Estratto della fonte:
┄┄┄┄┄┄┄┄┄┄

Giovedì 8 maggio 2025, ore 17.45 – 19.45. Unione femminile nazionale, Corso di porta Nuova, 32
Ingresso libero
Ada Negri tra musica e giornalismo. Conferenza-concerto alla scoperta della donna, la poetessa, la prosatrice
Con:
Duo Tracce. Clarissa Romani, soprano, Colette Cavasonza, pianoforte
Pietro Sarzana, saggista
Il Duo Tracce, specializzato in musica da camera, e Pietro Sarzana, cultore e curatore dell’opera di Ada Negri, uniscono le loro voci per farci scoprire la passione di una donna capace di trasformare un vissuto doloroso in lotta contro le ingiustizie. In scena le poesie di Ada Negri musicate da O. Respighi, R. Zandonai, F. P. Tosti, J. Ruenger, P. A. Tirindelli, G. Sgambati, L. Cornago, M. Anzoletti.
La vita intensa di Ada Negri, scomparsa il 3 febbraio 1945, traspare in tutti i suoi scritti: certamente le poesie, che le diedero la fama internazionale, ma soprattutto gli innumerevoli articoli, le recensioni, i ritratti e i romanzi dai quali si staglia la figura di una donna di profonda cultura e sensibilità personale, fortemente impegnata nel sociale.
Tra le fondatrici dell’Unione Femminile Nazionale e dell’Asilo Mariuccia, contribuì a fare di Milano un centro di azione e di pensiero all’avanguardia su temi quali le diseguaglianze sociali, l’autonomia culturale, economica e affettiva delle donne, l’educazione dei fanciulli.
L’iniziativa dispone dell’autorizzazione alla partecipazione in orario di servizio per il personale delle scuole lombarde di ogni grado e ordine. Su richiesta si rilascia attestato valido per l’aggiornamento del personale docente.
Pietro Sarzana ha curato di recente la raccolta di scritti di Ada Negri “La fama mi sorprese”. Articoli giornalistici (1903-1918) (PMP, 2024), il primo di una serie di cinque che verranno, e un’altra raccolta per Oscar Mondadori Poesie e prose (2020). Redattore della rivista genovese “Il gallo”, ha pubblicato Con rabbia e tenerezza: poesie, 1973-1991 (Lodigraf, 1991), Nell’assoluto del tempo (Ancora, 2006) e con Chiara Cremonesi La filigrana del dolore: poesie a quattro mani (s.n., 2015).
Duo Tracce, Clarissa Romani, soprano, Colette Cavasonza, pianoforte, è un progetto di ricerca, è il desiderio di condividerla, di viverla insieme al pubblico, raccontandone le protagoniste e i protagonisti, ma anche le difficoltà, i dubbi, l’entusiasmo che l’accompagnano. In questa cornice si inserisce anche la ricerca su repertori di musica da camera poco noti, se non sconosciuti, di compositrici e compositori vissuti tra il 1850 e il 1960.

┄┄┄┄┄┄┄┄┄┄

Righe mostrate:
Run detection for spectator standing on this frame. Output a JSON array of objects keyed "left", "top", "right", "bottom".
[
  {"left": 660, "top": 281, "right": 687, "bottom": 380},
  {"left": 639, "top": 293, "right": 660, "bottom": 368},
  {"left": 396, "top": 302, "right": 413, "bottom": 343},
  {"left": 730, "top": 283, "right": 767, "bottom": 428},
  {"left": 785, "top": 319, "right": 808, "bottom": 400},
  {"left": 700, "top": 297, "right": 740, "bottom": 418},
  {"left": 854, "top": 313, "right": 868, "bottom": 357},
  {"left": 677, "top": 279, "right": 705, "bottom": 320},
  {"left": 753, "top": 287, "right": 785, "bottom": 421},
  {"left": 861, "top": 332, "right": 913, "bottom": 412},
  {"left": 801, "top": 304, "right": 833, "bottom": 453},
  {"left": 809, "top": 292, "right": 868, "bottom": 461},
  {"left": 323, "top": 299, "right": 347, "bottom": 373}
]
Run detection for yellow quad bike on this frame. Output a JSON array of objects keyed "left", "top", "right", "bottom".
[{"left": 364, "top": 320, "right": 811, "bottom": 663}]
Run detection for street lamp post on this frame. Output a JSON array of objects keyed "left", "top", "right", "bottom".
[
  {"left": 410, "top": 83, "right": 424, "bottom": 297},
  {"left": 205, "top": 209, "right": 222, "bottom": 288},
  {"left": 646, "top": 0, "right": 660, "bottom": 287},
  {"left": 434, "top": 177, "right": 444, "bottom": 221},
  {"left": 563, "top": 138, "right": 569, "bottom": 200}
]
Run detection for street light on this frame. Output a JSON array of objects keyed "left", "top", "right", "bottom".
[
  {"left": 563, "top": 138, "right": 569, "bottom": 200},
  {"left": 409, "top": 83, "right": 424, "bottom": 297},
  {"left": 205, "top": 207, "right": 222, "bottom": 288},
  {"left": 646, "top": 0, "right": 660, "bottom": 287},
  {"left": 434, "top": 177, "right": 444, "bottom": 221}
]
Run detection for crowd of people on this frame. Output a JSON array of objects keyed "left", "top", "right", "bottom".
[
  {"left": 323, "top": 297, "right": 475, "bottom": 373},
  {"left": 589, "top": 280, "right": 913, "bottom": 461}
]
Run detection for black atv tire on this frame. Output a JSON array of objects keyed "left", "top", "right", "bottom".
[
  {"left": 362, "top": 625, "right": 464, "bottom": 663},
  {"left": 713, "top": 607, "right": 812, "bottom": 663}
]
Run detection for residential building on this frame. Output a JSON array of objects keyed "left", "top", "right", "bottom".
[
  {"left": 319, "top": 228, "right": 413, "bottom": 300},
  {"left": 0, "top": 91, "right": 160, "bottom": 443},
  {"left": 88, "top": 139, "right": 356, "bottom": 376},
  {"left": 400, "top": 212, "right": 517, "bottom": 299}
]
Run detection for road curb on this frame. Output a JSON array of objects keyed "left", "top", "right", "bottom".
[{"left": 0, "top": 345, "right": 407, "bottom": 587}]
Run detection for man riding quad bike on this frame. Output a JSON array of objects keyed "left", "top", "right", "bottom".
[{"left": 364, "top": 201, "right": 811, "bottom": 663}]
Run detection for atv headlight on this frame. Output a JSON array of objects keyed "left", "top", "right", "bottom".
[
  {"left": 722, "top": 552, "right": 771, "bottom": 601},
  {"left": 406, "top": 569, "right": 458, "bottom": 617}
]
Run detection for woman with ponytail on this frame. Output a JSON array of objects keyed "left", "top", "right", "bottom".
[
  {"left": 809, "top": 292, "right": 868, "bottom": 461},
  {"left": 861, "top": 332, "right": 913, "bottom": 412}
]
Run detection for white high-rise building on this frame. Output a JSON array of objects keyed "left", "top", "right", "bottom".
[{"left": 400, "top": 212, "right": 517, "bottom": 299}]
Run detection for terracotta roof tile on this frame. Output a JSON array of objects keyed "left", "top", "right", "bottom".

┄┄┄┄┄┄┄┄┄┄

Lavoro richiesto:
**a.** Secondo il testo su Ada Negri, in che data è morta la poetessa?
**b.** Trascrivi dal testo su Ada Negri il passo che comincia con le parole "Giovedì 8 maggio" e si chiude con "Cornago, M. Anzoletti.".
**c.** Traduci in inglese questa frase del testo su Ada Negri: "L’iniziativa dispone dell’autorizzazione alla partecipazione in orario di servizio per il personale delle scuole lombarde di ogni grado e ordine."

Risultati per compito:
**a.** Il 3 febbraio 1945.

**b.**
Giovedì 8 maggio 2025, ore 17.45 – 19.45. Unione femminile nazionale, Corso di porta Nuova, 32
Ingresso libero
Ada Negri tra musica e giornalismo. Conferenza-concerto alla scoperta della donna, la poetessa, la prosatrice
Con:
Duo Tracce. Clarissa Romani, soprano, Colette Cavasonza, pianoforte
Pietro Sarzana, saggista
Il Duo Tracce, specializzato in musica da camera, e Pietro Sarzana, cultore e curatore dell’opera di Ada Negri, uniscono le loro voci per farci scoprire la passione di una donna capace di trasformare un vissuto doloroso in lotta contro le ingiustizie. In scena le poesie di Ada Negri musicate da O. Respighi, R. Zandonai, F. P. Tosti, J. Ruenger, P. A. Tirindelli, G. Sgambati, L. Cornago, M. Anzoletti.

**c.** The event is authorized for attendance during working hours by staff of schools in Lombardy of every level and type.